__Written instruction A__.
Write out the stretch of the passage on Saudi Arabian jobs from "Saudi Arabia, the" through "said in October.", copying it word for word.

======== Passage to read

Saudi Arabia, the Arab world’s largest economy, recorded a 14 per cent increase in new jobs in the three months to September 30, recruitment consultancy Cooper Fitch said in October.
Over the past four years, Saudi Arabia has created tens of thousands of new jobs as part of its plan to develop $1 trillion worth of new projects to meet its Vision 2030 plan of diversifying the economy away from hydrocarbons, according to the General Authority for Statistics.
These include Neom, a $500 billion futuristic city that features a nature reserve, coral reefs and heritage sites in the Red Sea, and Qiddiya, a huge entertainment and sports project. Red Sea Global is also building a mega-tourism project on Saudi Arabia’s west coast.
Watch: Saudi Arabia's Neom reimagines Manhattan as a vertical city
“As the National Industrial Development and Logistics Programme (NIDLP) continues to drive the quota of Saudisation for specific roles and professions, demand for Saudi national talent at the mid-to-senior level is increasing even further,” Hays said in the report.
However, with the increase in government mega projects, talent from around the world is also required to get projects off the ground, it said.
Meanwhile, jobseekers in Saudi Arabia are also looking for more challenging and interesting roles with a greater sense of purpose, Hays said.
“The giga-projects are attractive to experts eager to work on a once-in-a-lifetime chance to be part of a project that has never been done before,” it said.

================
======== Records provided

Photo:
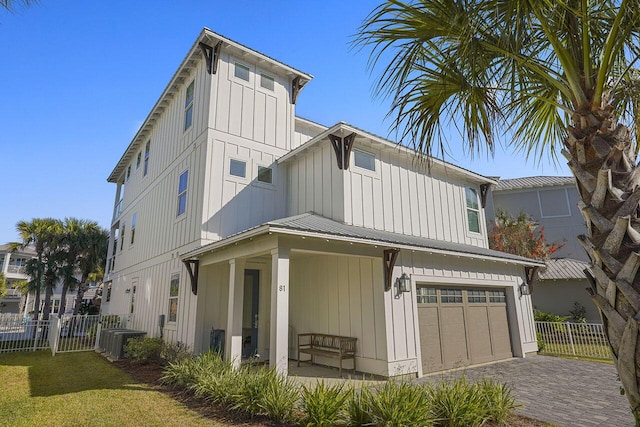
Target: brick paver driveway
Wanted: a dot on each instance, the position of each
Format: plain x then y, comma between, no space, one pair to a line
567,393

================

__Written instruction B__.
In the rows above, shift every coordinate in the answers by adding 59 to each number, and give all the rows again with their requests included. Leave the pictures out of your answer.

__Expected answer A__.
Saudi Arabia, the Arab world’s largest economy, recorded a 14 per cent increase in new jobs in the three months to September 30, recruitment consultancy Cooper Fitch said in October.

__Expected answer B__.
Photo:
Target: brick paver driveway
Wanted: a dot on each instance, the position of each
Format: plain x then y, comma between, no space, one pair to a line
626,452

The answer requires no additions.